### [TASK TO COMPLETE]
Give back only the lines in the records below from the one with "Examine the image and enumerate every small" to the one with "Examine the image and enumerate every white contrail", both inclusive, word for word.

### [DATA FOR THIS TASK]
=======

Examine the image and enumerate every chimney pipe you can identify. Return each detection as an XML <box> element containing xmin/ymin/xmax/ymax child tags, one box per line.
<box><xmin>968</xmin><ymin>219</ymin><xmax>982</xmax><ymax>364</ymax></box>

=======

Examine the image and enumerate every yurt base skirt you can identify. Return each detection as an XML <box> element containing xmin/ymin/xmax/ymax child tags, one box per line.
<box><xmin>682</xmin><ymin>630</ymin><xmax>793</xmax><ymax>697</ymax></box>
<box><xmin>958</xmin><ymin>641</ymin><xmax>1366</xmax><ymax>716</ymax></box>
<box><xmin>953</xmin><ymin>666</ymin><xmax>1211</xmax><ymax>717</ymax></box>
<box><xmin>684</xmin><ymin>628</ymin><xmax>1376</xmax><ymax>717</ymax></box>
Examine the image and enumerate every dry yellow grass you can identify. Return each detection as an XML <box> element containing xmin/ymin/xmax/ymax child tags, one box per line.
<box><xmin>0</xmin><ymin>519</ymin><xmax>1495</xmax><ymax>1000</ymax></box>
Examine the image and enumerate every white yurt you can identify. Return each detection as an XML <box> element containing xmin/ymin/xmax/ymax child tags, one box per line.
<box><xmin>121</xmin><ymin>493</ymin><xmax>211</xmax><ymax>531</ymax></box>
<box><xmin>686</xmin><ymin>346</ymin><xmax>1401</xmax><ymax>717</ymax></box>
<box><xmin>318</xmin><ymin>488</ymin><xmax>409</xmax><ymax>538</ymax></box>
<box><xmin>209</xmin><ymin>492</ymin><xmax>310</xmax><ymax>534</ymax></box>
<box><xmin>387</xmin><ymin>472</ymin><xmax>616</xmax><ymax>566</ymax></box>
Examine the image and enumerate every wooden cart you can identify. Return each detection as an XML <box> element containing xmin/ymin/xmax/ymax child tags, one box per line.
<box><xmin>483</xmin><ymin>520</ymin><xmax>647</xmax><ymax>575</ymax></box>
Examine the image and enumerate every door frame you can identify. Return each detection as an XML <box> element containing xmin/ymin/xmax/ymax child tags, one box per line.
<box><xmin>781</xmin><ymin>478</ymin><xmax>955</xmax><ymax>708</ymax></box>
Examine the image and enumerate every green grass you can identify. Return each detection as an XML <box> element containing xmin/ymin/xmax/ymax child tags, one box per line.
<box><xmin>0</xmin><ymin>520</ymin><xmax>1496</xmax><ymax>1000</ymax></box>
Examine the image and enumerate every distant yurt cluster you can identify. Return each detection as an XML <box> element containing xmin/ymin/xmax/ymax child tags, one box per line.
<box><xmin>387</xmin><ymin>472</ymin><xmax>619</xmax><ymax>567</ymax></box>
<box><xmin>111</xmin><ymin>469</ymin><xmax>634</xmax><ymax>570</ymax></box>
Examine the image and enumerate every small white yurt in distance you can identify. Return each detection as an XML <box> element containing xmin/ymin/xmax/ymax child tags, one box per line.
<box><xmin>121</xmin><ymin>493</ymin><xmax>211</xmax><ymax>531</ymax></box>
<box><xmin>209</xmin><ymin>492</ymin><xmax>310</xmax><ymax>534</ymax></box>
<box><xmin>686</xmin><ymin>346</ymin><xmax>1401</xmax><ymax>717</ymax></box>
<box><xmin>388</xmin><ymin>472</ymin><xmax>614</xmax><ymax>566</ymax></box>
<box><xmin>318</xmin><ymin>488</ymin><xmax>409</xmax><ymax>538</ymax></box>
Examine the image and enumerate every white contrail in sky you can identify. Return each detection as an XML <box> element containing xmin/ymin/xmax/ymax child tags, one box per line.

=======

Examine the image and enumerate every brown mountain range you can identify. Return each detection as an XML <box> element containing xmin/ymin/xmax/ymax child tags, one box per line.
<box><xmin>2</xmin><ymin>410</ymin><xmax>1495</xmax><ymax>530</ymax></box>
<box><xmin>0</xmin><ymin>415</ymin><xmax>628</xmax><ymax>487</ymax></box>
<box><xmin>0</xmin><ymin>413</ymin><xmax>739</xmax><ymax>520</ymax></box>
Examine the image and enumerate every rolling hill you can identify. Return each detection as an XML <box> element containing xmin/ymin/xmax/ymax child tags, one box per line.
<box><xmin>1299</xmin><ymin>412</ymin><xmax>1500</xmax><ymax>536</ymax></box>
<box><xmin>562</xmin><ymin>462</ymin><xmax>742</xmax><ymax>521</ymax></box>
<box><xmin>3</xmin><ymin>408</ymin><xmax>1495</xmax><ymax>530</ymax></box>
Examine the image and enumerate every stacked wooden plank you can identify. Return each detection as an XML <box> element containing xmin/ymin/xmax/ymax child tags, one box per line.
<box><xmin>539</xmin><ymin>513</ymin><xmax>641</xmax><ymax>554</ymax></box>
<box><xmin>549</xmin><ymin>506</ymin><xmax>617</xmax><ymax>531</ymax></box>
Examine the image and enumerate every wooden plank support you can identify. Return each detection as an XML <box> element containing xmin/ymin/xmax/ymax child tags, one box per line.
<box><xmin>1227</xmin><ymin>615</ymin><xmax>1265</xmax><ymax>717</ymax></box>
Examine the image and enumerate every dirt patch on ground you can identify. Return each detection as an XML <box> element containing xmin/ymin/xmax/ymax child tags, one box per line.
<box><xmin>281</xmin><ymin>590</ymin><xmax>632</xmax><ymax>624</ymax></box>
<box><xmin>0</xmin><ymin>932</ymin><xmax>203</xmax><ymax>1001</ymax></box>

=======

### [ANSWER TO THIS PROBLEM]
Examine the image and enumerate every small white yurt in distance you can identify. Return each detection as an XML <box> element containing xmin/ymin/xmax/ymax child tags, one box per line.
<box><xmin>121</xmin><ymin>493</ymin><xmax>211</xmax><ymax>531</ymax></box>
<box><xmin>209</xmin><ymin>492</ymin><xmax>310</xmax><ymax>534</ymax></box>
<box><xmin>686</xmin><ymin>346</ymin><xmax>1401</xmax><ymax>717</ymax></box>
<box><xmin>388</xmin><ymin>472</ymin><xmax>614</xmax><ymax>566</ymax></box>
<box><xmin>318</xmin><ymin>488</ymin><xmax>409</xmax><ymax>538</ymax></box>
Examine the image and enumerate every white contrail in sky you can identify. Return each detection as an XML <box> element containing xmin/ymin/xmax/ymax child tags, one box per line.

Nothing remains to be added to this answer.